### PROMPT
Go through the entries below and copy each line containing the word "this".

### GIVEN RECORDS
::::::::

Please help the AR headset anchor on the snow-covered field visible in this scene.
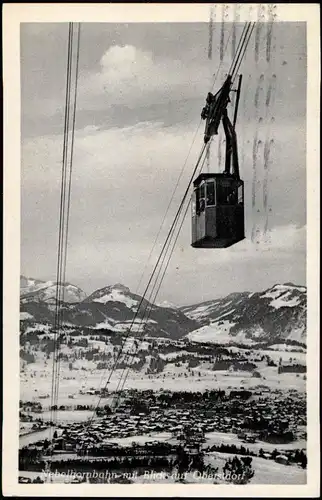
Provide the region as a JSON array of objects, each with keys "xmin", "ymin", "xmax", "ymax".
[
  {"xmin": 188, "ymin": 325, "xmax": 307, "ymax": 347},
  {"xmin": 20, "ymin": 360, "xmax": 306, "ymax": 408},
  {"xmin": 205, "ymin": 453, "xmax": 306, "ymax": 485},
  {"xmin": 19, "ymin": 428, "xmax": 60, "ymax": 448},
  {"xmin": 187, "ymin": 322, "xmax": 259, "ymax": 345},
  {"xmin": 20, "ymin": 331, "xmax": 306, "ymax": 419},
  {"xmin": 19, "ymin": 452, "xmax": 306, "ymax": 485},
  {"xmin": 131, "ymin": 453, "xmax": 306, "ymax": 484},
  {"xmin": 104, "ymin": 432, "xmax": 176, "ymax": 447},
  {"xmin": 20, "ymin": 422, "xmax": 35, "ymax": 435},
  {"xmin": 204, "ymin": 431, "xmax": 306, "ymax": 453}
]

::::::::

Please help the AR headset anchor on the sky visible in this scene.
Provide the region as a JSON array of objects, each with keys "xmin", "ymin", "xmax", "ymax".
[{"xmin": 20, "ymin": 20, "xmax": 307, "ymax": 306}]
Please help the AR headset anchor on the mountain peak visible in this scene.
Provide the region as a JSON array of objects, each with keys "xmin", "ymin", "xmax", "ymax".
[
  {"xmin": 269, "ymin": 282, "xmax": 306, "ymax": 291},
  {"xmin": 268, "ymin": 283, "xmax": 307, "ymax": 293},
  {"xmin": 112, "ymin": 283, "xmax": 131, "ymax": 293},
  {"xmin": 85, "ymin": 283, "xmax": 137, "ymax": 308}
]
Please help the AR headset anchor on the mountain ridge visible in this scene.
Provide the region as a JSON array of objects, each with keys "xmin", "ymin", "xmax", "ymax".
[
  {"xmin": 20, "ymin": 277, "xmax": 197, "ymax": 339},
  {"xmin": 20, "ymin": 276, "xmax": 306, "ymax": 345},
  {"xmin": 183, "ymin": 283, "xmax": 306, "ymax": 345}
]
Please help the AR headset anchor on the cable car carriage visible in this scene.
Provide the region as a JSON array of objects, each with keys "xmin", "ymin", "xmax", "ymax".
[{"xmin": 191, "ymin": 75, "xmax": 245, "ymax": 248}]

::::::::

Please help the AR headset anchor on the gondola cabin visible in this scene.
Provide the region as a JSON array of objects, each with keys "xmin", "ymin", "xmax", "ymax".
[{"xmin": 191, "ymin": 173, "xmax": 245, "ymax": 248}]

::::::::

### TASK OUTPUT
Please help the AR headset anchor on the snow-covered field visible in this scene.
Please help the AR headset anchor on the sky visible in this scene.
Please help the AR headset anchor on the mountain peak visible in this scene.
Please help the AR headset anchor on the mountain ridge visible in this scene.
Please help the AR headset anchor on the cable car carriage visible in this scene.
Please help the AR headset anchor on the gondola cabin visible in this scene.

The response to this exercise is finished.